== Consignes à suivre ==
(a) Redonnez tel quel le passage du texte sur la dyslexie qui commence par «Il s'est donc» et va jusqu'à «je suis fatiguée.».
(b) Dans le texte sur la dyslexie, résumez sous forme de liste le paragraphe qui commence par «Il s'est donc avéré», sans perdre ses faits principaux.
(c) Continuez le texte sur la dyslexie à partir de l'endroit où il s'arrête.

== Texte étudié ==

-----

Il s'est donc avéré que durant ma scolarité, on fit peu de cas de mes troubles. Après tout, j'avais de bonnes notes et rien ne se remarquait. Pour mes parents et mes professeurs, tout était OK. Pour moi, ce fut un peu plus compliqué. J'ai passé des années fatiguées non pas parce que je dormais mal (même si c'était parfois le cas), mais parce que je devais à tout moment me concentrer (là par exemple, en relisant, j'ai vu que j'avais écris "concentrait") pour ne pas faire de fautes, ni à l'oral (encore moins devant les copaines), ni à l'écrit. Quand j'ai quitté l'école, à vingt ans, j'ai un peu relâché mon attention. Ma dysorthographie est devenue un peu plus importante, ma dyslexie, quant à elle a stagné. 

A 36 ans, j'en suis donc là, ma collègue me fait remarquer que je fais des fautes que je ne devrais pas faire dès que je suis fatiguée.


Comment je m'en arrange en écriture ?

-----

== Données ==
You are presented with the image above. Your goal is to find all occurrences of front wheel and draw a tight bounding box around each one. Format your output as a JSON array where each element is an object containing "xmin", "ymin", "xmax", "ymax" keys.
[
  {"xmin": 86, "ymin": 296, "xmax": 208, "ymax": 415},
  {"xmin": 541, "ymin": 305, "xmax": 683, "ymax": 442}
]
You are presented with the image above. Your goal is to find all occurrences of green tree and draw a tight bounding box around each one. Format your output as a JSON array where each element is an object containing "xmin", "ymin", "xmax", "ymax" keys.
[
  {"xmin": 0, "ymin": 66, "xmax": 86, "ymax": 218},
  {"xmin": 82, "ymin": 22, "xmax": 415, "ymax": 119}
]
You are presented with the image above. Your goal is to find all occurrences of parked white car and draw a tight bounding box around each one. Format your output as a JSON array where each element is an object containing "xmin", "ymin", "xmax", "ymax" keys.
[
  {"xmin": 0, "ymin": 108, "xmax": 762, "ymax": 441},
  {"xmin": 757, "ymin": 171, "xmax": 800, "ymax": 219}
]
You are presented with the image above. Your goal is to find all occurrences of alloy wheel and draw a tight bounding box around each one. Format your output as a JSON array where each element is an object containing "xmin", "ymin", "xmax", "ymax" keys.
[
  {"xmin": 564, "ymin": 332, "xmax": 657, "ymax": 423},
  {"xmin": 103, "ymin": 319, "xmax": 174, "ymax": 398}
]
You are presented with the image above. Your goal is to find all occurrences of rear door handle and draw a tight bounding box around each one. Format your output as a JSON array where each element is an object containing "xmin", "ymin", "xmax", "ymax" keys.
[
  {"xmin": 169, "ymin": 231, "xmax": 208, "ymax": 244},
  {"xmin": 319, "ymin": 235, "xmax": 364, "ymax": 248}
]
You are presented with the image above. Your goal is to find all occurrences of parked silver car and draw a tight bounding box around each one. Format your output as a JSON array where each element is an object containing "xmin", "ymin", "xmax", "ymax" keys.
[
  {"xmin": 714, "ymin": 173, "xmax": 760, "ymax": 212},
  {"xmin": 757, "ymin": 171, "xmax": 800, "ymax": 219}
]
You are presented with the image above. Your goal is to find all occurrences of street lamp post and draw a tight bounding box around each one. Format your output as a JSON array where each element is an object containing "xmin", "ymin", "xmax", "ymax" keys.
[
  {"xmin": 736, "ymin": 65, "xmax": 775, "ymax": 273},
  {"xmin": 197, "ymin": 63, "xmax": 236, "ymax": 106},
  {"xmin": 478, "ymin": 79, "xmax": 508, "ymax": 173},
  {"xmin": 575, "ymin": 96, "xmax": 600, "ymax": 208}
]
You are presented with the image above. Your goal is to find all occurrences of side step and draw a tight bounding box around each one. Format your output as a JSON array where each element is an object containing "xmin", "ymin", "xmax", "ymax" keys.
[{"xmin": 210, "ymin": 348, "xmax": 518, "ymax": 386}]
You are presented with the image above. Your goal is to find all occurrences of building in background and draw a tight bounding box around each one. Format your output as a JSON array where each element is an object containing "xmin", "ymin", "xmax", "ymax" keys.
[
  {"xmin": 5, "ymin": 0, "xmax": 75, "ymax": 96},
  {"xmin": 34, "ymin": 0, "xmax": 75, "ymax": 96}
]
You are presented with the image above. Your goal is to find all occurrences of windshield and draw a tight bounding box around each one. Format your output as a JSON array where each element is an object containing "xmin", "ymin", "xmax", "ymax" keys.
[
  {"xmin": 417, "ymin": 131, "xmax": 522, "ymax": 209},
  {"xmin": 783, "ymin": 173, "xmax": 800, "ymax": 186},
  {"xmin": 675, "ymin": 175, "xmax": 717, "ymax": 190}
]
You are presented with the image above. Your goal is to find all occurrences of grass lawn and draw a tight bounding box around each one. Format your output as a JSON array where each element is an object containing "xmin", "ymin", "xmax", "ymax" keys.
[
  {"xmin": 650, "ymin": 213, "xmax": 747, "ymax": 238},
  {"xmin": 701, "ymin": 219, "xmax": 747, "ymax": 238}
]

-----

== Réponses par consigne ==
(a)
Il s'est donc avéré que durant ma scolarité, on fit peu de cas de mes troubles. Après tout, j'avais de bonnes notes et rien ne se remarquait. Pour mes parents et mes professeurs, tout était OK. Pour moi, ce fut un peu plus compliqué. J'ai passé des années fatiguées non pas parce que je dormais mal (même si c'était parfois le cas), mais parce que je devais à tout moment me concentrer (là par exemple, en relisant, j'ai vu que j'avais écris "concentrait") pour ne pas faire de fautes, ni à l'oral (encore moins devant les copaines), ni à l'écrit. Quand j'ai quitté l'école, à vingt ans, j'ai un peu relâché mon attention. Ma dysorthographie est devenue un peu plus importante, ma dyslexie, quant à elle a stagné. 

A 36 ans, j'en suis donc là, ma collègue me fait remarquer que je fais des fautes que je ne devrais pas faire dès que je suis fatiguée.

(b)
- À l'école, on a fait peu de cas de ses troubles, car elle avait de bonnes notes et rien ne se voyait.
- Pour ses parents et ses professeurs, tout allait bien. Pour elle, c'était plus compliqué.
- Elle a passé des années fatiguée, parce qu'elle devait sans cesse se concentrer pour ne pas faire de fautes, à l'oral comme à l'écrit.
- En quittant l'école à vingt ans, elle a relâché son attention.
- Sa dysorthographie s'est alors un peu aggravée, tandis que sa dyslexie a stagné.

(c)
Et vous allez me dire, qu'est-ce que ça a à voir avec l'écriture ? En réalité, je ne me rends pas tout à fait compte de mes troubles quand j'écris, surtout sur le premier jet. Alors, oui, parfois, je vais bloquer durant plusieurs minutes pour savoir comment s'écrit un mot parce que je n'arrive déjà pas à le prononcer comme il faut dans ma tête. Je suis ravie qu'il existe internet et que lui comprend à peu prés ce que je lui demande (hier, j'ai bloqué sur solennellement, voilà voilà)(à savoir que sur le coup, j'ai donc écrit sonalellement, c'est ça aussi être dys)(et puis j'ai changé de mot et finalement, comme je n'aime pas ne pas savoir un truc, j'ai persévéré). Faire des fautes d'orthographes ou de conjugaison sur un premier jet n'est pas pour moi pas un problème puisque je sais que va arriver l'étape correction.

L'étape correction devient souvent une petite torture. Je remercie une fois encore les aides qu'offrent la technologie : le correcteur de LibreOffice et Grammalecte. Alors, oui, ça ne fait pas tout, soyons d'accord. Ça n'aurait pas trouvé mon fameux solennellement par exemple mais ça m'a déjà permis de voir que non rendre ne s'écrit rentre (et inversement). Je dois me concentrer et relire plusieurs fois pour me rendre compte que j'ai fait une erreur. Avec le temps, je sais sur quoi je dois insister et de quelle manière le faire (par exemple, je vais mieux repérer les fautes en changeant la police d'écriture ou en passant d'un support à un autre).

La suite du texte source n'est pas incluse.